» THE INPUT
** start **

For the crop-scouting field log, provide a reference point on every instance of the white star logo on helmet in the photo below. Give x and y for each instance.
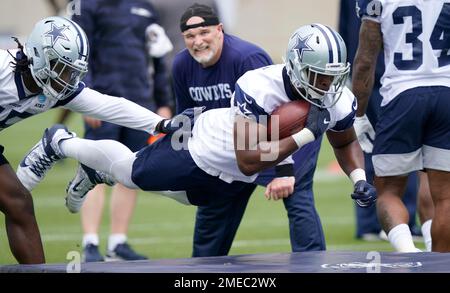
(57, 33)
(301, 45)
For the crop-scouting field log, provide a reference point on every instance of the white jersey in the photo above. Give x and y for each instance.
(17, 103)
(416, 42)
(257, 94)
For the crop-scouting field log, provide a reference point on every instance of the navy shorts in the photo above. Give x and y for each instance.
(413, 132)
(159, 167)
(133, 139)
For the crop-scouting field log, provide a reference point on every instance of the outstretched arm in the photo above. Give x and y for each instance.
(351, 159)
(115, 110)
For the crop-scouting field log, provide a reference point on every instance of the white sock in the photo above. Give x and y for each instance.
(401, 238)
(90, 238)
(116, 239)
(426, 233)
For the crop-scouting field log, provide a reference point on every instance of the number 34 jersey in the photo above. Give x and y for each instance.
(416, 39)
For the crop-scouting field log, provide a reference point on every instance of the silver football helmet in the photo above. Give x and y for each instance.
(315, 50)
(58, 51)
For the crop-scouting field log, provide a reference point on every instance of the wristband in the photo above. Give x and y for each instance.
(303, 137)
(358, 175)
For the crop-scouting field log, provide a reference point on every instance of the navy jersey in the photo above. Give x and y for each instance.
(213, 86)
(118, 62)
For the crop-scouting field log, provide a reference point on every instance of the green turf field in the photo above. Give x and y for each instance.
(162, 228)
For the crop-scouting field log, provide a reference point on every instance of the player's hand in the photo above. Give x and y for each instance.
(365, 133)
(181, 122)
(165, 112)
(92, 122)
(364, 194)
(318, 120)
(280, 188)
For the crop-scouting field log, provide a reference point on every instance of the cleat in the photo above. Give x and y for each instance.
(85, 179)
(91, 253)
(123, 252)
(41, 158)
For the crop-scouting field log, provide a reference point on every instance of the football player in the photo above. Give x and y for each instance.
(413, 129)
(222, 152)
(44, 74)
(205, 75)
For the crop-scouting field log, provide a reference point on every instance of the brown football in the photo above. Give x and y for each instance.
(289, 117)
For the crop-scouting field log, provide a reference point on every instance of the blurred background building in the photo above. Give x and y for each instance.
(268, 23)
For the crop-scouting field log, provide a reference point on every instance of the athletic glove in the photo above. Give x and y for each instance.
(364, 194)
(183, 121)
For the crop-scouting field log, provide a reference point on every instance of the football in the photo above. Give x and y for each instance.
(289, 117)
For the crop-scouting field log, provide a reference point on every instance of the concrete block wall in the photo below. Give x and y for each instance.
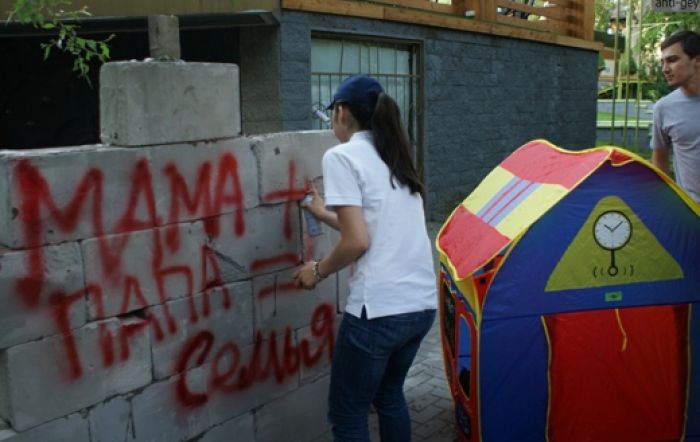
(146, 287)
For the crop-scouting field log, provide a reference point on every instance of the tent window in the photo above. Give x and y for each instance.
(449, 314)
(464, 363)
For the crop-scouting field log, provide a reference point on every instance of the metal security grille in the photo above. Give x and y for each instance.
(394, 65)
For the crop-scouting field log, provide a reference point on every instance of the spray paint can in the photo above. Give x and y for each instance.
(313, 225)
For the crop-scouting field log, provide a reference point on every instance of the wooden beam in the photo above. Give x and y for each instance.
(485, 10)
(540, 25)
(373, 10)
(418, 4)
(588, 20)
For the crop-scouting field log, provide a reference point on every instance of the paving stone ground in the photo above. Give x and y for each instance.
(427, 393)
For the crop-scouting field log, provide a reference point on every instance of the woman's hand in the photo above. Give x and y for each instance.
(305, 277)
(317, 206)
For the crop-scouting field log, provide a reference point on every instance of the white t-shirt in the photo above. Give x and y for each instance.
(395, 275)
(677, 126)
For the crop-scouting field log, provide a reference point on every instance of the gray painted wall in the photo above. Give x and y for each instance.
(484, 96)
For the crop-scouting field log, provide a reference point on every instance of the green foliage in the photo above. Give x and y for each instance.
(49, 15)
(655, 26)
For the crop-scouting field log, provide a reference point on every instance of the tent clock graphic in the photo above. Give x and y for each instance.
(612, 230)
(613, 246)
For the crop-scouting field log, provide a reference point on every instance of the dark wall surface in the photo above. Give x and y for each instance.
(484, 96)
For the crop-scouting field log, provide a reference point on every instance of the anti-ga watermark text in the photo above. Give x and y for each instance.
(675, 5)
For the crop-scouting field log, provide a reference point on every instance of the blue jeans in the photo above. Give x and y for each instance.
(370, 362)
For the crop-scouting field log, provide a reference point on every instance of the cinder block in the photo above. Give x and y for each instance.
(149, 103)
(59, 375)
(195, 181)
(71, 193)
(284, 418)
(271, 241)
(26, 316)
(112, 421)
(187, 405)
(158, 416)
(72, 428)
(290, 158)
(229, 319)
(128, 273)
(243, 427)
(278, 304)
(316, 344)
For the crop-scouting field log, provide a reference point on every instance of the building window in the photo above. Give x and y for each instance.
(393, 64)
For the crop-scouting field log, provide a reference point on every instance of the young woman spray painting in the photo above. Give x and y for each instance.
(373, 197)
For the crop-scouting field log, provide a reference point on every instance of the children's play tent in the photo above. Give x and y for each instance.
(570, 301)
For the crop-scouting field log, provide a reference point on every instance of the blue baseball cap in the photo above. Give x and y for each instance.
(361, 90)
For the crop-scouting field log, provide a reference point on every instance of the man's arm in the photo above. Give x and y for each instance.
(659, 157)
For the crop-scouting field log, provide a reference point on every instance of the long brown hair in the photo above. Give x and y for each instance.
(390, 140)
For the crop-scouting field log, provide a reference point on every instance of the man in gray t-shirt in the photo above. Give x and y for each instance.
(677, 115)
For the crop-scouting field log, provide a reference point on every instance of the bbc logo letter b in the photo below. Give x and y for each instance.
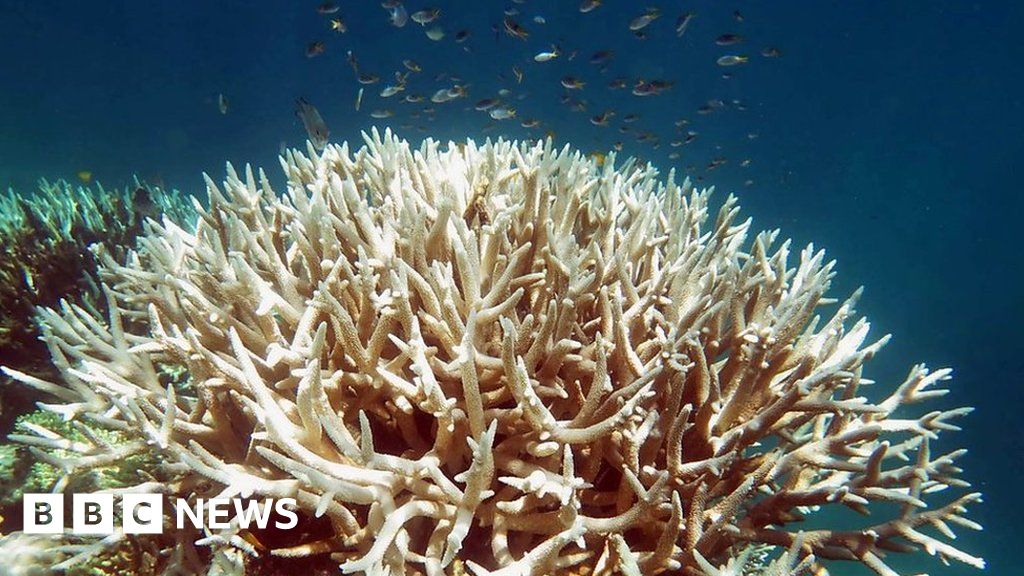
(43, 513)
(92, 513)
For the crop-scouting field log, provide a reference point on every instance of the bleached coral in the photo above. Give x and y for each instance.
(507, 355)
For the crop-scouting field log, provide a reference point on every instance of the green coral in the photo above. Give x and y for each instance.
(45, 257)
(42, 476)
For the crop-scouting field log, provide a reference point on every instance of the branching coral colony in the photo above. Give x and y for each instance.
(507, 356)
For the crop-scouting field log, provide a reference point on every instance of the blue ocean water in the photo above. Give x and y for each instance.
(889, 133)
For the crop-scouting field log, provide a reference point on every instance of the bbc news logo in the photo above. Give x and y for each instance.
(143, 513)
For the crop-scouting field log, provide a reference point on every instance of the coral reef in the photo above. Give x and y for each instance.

** end **

» JOB
Convert all the entries above into a Markdown table with the columns Row and Line, numbering each line in order and leaving out blank lines. Leave the pictures out.

» SOLUTION TO THE EXERCISE
| Row | Line |
|---|---|
| 1 | For the crop-scouting field log, provide a reference point on every instance of the white star logo on helmet in the photo below. Give x and y for each instance. |
| 2 | (57, 33) |
| 3 | (301, 45) |
| 4 | For the crop-scouting field log, provide a reference point on every instance of the white jersey in the photo above. Give x and y for each instance. |
| 5 | (17, 103) |
| 6 | (416, 42) |
| 7 | (257, 94) |
| 8 | For the crop-scouting field log, provide a reference point on every instance of the navy shorts in the photo above. Give x and y for each instance. |
| 9 | (413, 132) |
| 10 | (159, 167) |
| 11 | (133, 139) |
| 12 | For the crop-scouting field log, provide a reference point on every instance of the outstretched arm in the photo above. Give x and y for each instance. |
| 13 | (351, 159) |
| 14 | (115, 110) |
| 15 | For the crop-scouting field log, provide a reference point on every instance of the white sock in the photo above. Give x and y for each instance. |
| 16 | (401, 238) |
| 17 | (90, 238) |
| 18 | (116, 239) |
| 19 | (426, 233) |
| 20 | For the crop-scouting field log, provide a reference point on every instance of the number 34 jersey in the photo above. Give x and y for each instance. |
| 21 | (416, 39) |
| 22 | For the crop-scouting field log, provide a reference point on every instance of the silver football helmet in the photo above. Give x and y for each instance. |
| 23 | (315, 50) |
| 24 | (58, 51) |
| 25 | For the crop-scouting field log, provide a reference point on every instance of the wristband in the photo above. Give x and y for each instance. |
| 26 | (303, 137) |
| 27 | (358, 175) |
| 28 | For the crop-scouting field log, provide a reference point on every instance of the navy jersey in the photo above. Give x and y for each instance. |
| 29 | (213, 86) |
| 30 | (118, 62) |
| 31 | For the crop-scouting field log, provide a reference point on every instance of the green turf field in the photo above. Give x and y for each instance. |
| 32 | (162, 228) |
| 33 | For the crop-scouting field log, provide a reference point on every instance of the player's hand in the photo above. Give x and y for each instance. |
| 34 | (365, 133) |
| 35 | (181, 122) |
| 36 | (165, 112) |
| 37 | (92, 122) |
| 38 | (364, 194) |
| 39 | (318, 120) |
| 40 | (280, 188) |
| 41 | For the crop-scouting field log, provide a reference point on every instance of the cleat in the photo above. Give x and y for each instance. |
| 42 | (85, 179) |
| 43 | (91, 253) |
| 44 | (123, 252) |
| 45 | (41, 158) |
| 46 | For the crop-scouting field log, provide a reference point on every instance of the football player in the photo above. Give x and y for each instance. |
| 47 | (413, 129) |
| 48 | (222, 152) |
| 49 | (44, 74) |
| 50 | (205, 75) |
| 51 | For the crop-scouting field log, provide a reference point on every instance of the brown football in the photo above. Give x and y for each instance. |
| 52 | (289, 117) |
| 53 | For the crop-scouting field log, provide a reference point on every instance of the blurred background building in the photo above. Give x and y for each instance. |
| 54 | (268, 23) |
| 55 | For the crop-scouting field log, provide a reference point on every instance of the athletic glove in the photo above. Give x and y for each instance. |
| 56 | (364, 194) |
| 57 | (183, 121) |
| 58 | For the crop-scouting field log, provide a reference point on every instance of the football in the photo above. Give x and y for each instance. |
| 59 | (289, 117) |
| 60 | For the crop-scouting field log, provide a reference point on every instance of the concrete block wall in the photo below. Give x and y for each instance. |
| 61 | (146, 287) |
| 62 | For the crop-scouting field log, provide a reference point on every instance of the tent window in the photo above. Give x and y for each instance. |
| 63 | (449, 314) |
| 64 | (464, 363) |
| 65 | For the crop-scouting field log, provide a reference point on every instance of the metal security grille in the photo above. Give x and y for each instance. |
| 66 | (394, 65) |
| 67 | For the crop-scouting field log, provide a reference point on every instance of the spray paint can in the photo above. Give x and y for each instance. |
| 68 | (313, 225) |
| 69 | For the crop-scouting field log, provide a reference point on every instance of the wooden beam in the photo above. Give x and y for each instance. |
| 70 | (485, 10) |
| 71 | (540, 25) |
| 72 | (373, 10) |
| 73 | (418, 4) |
| 74 | (588, 20) |
| 75 | For the crop-scouting field log, provide a reference point on every instance of the paving stone ground in the photo above. Give x and y for each instance. |
| 76 | (427, 393) |
| 77 | For the crop-scouting field log, provide a reference point on every instance of the woman's hand in the photo above. Give x and y for each instance. |
| 78 | (305, 277) |
| 79 | (317, 206) |
| 80 | For the crop-scouting field log, provide a reference point on every instance of the white t-shirt in the photo above. Give x and y for each instance. |
| 81 | (395, 275) |
| 82 | (677, 126) |
| 83 | For the crop-scouting field log, provide a reference point on every instance of the gray painted wall in the photo above. Give x and y for each instance. |
| 84 | (484, 96) |
| 85 | For the crop-scouting field log, provide a reference point on every instance of the green foliage in the photo above. Give x and y for each instance. |
| 86 | (49, 15) |
| 87 | (655, 26) |
| 88 | For the crop-scouting field log, provide a reference point on every instance of the tent clock graphic in the photo above. Give x and y for each instance. |
| 89 | (612, 230) |
| 90 | (613, 246) |
| 91 | For the crop-scouting field log, provide a reference point on every instance of the dark wall surface in the photo above. Give x and y for each instance. |
| 92 | (484, 96) |
| 93 | For the crop-scouting field log, provide a reference point on every instance of the anti-ga watermark text in the photo above. Give x and y for each instance. |
| 94 | (675, 5) |
| 95 | For the crop-scouting field log, provide a reference point on every instance of the blue jeans in the photo above. Give x and y for each instance. |
| 96 | (370, 362) |
| 97 | For the crop-scouting field log, provide a reference point on every instance of the cinder block in the photo above. Give x and y for each instance. |
| 98 | (149, 103) |
| 99 | (59, 375) |
| 100 | (195, 181) |
| 101 | (71, 193) |
| 102 | (284, 418) |
| 103 | (271, 241) |
| 104 | (26, 316) |
| 105 | (112, 421) |
| 106 | (187, 405) |
| 107 | (158, 416) |
| 108 | (72, 428) |
| 109 | (290, 158) |
| 110 | (229, 319) |
| 111 | (128, 273) |
| 112 | (243, 427) |
| 113 | (278, 304) |
| 114 | (316, 344) |
| 115 | For the crop-scouting field log, provide a reference point on every instance of the building window in the photo above. Give x and y for each instance. |
| 116 | (393, 64) |
| 117 | For the crop-scouting field log, provide a reference point on every instance of the young woman spray painting in the photo above. Give x and y for each instance. |
| 118 | (373, 197) |
| 119 | For the crop-scouting field log, provide a reference point on every instance of the children's play tent in the photo above. Give x and y for each instance. |
| 120 | (570, 301) |
| 121 | For the crop-scouting field log, provide a reference point on every instance of the blue baseball cap in the photo above. Give x and y for each instance. |
| 122 | (361, 90) |
| 123 | For the crop-scouting field log, provide a reference point on every instance of the man's arm in the photo above. Give x and y for each instance. |
| 124 | (659, 157) |
| 125 | For the crop-scouting field log, provide a reference point on every instance of the long brown hair in the photo above. Give x and y for each instance. |
| 126 | (390, 140) |
| 127 | For the crop-scouting field log, provide a reference point on every instance of the man in gray t-shirt in the photo above. Give x and y for each instance. |
| 128 | (677, 115) |
| 129 | For the crop-scouting field log, provide a reference point on every instance of the bbc logo letter b in the photo below. Give x and y for each instance. |
| 130 | (43, 513) |
| 131 | (92, 513) |
| 132 | For the crop-scouting field log, provide a reference point on every instance of the bleached coral in the photo above. Give x and y for each instance. |
| 133 | (507, 355) |
| 134 | For the crop-scouting field log, provide a reference point on every instance of the green coral in the photo above. Give x and y for each instance. |
| 135 | (45, 257) |
| 136 | (42, 476) |
| 137 | For the crop-scouting field log, provide a reference point on every instance of the branching coral colony in the photo above. Give x and y for each instance. |
| 138 | (507, 356) |
| 139 | For the crop-scouting field log, provide a reference point on every instance of the blue ocean water in the photo above. Give x and y for each instance. |
| 140 | (889, 133) |
| 141 | For the crop-scouting field log, provide a reference point on every instance of the bbc news logo in the photo above. Give x and y for each instance. |
| 142 | (143, 513) |
| 143 | For the crop-scouting field log, provide a reference point on every instance of the coral reef in the photo above. Give x and y for each instance. |